▶ Information shown:
::::::::

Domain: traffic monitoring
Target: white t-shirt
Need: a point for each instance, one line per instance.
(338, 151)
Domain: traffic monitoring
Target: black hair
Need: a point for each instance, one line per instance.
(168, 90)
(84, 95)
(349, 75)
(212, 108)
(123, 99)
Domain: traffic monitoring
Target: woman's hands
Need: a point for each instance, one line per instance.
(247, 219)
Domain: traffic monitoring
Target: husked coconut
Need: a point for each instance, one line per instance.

::::::::

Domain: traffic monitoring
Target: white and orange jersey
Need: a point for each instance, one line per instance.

::::::::

▶ Your instructions:
Count the lines of the material holding "Target". Report the number alone.

▶ The answer:
5